- What you have to do: Repeat, word for word, the line with "newspaper vending box" and each one after it to the end. No picture goes into the copy.

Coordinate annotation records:

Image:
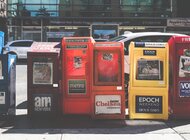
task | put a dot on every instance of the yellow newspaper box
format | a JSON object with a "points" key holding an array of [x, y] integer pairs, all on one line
{"points": [[148, 85]]}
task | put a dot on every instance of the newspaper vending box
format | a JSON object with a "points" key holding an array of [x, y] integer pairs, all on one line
{"points": [[7, 84], [108, 81], [148, 85], [76, 75], [180, 76], [43, 79], [1, 41]]}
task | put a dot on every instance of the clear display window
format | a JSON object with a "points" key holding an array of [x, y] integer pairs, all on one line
{"points": [[107, 68], [42, 73], [149, 70]]}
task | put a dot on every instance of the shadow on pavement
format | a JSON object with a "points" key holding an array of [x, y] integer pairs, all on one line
{"points": [[70, 124]]}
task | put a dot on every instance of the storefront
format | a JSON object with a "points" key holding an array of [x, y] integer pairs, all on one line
{"points": [[54, 29]]}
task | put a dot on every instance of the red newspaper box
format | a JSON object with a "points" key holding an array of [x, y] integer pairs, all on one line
{"points": [[43, 79], [76, 75], [179, 48], [108, 81]]}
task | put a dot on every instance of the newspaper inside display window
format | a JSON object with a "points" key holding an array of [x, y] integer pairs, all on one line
{"points": [[42, 73], [1, 70], [107, 66], [184, 64], [149, 69]]}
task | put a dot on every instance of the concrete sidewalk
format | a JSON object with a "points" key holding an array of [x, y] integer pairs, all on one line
{"points": [[84, 128]]}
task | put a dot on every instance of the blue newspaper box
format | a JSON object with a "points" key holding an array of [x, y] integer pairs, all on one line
{"points": [[7, 84], [1, 41]]}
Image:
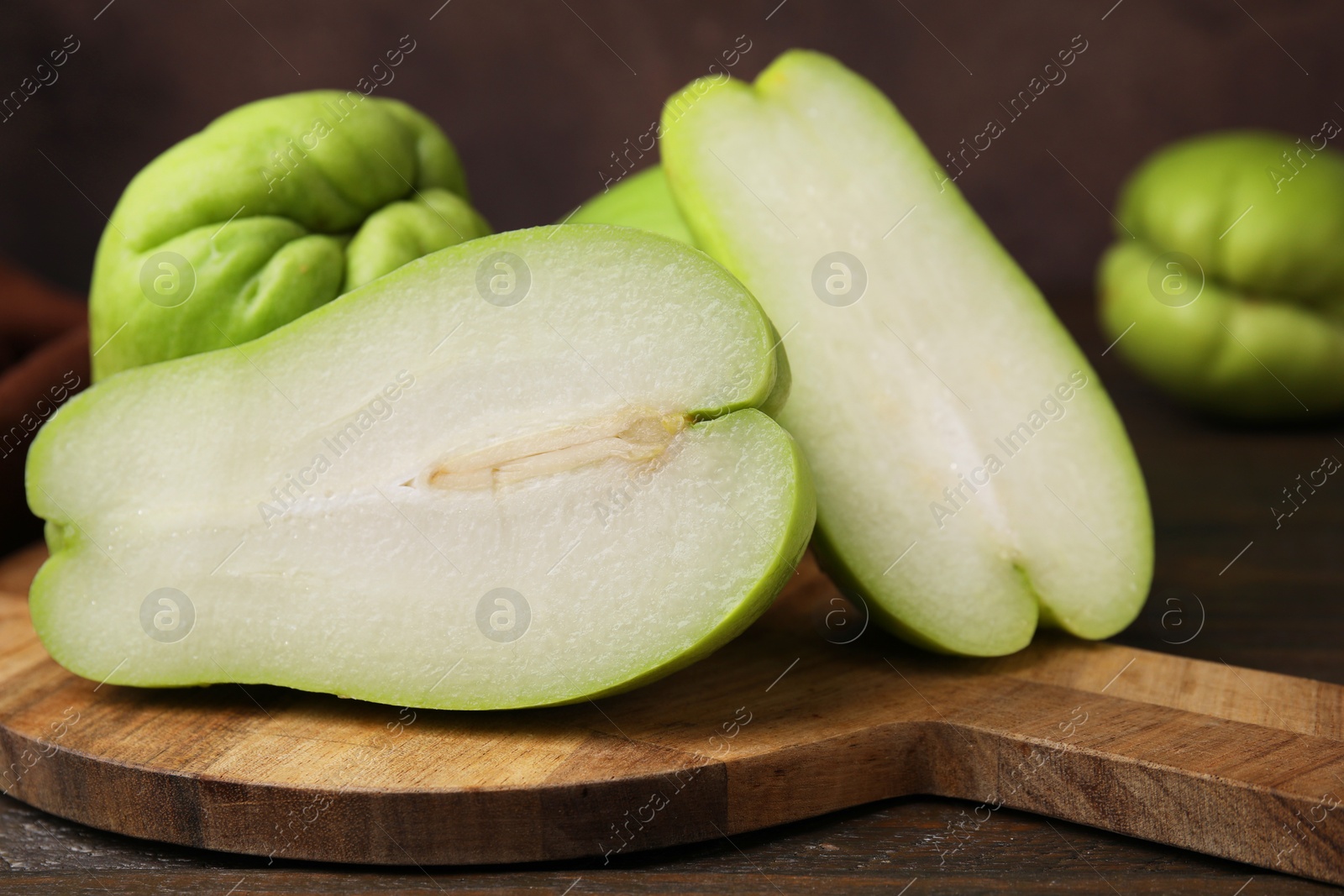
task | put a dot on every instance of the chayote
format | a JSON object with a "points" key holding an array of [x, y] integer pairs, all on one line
{"points": [[1226, 285], [270, 211]]}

- The completed task:
task | put a dot on every instance of the newspaper vending box
format | a JSON object with a "points" key holding an array of [x, y] integer pairs, all on one line
{"points": [[7, 84], [108, 81], [148, 85], [76, 75], [180, 76], [43, 79], [1, 41]]}
task | put a dot on every instance of the clear display window
format | a JSON object with a "points" key holding an array of [x, y] integer pairs, all on one line
{"points": [[107, 68], [42, 73], [149, 70]]}
task | put a dot on every instance of the shadow on pavement
format | a JSON object with a "points" key holding an array of [x, y] integer pairs, all on one line
{"points": [[70, 124]]}
task | put a dot on every instance of the storefront
format | a JSON object with a "points" key holding an array of [x, y] integer pairs, all on one line
{"points": [[54, 29]]}
task | put a dot on every instance of the red newspaper box
format | a JSON object with a "points" key holding an array of [x, y] integer pairs, all on one line
{"points": [[43, 79], [76, 75], [179, 48], [108, 81]]}
task | put a dot on every instance of the newspaper inside display window
format | a JSON object with a "points" key holding an array of [x, y] integer pairs, all on one line
{"points": [[42, 73], [1, 70], [107, 66], [184, 64], [149, 69]]}
task | put a dot on every instance of the concrete sidewalk
format | a JSON object with a "points" key holding an array of [x, y] integer pairs, all on one line
{"points": [[84, 128]]}
task | put a dot on every instance of the blue newspaper box
format | a JSON object with a "points" key holding an array of [x, y] integer pairs, all on one line
{"points": [[7, 84], [1, 41]]}
Image:
task | put a dot on every instance of the chayote
format | a JSON object with a "points" key holding an array of [x, y] integer pairs, all on one line
{"points": [[1226, 285], [270, 211]]}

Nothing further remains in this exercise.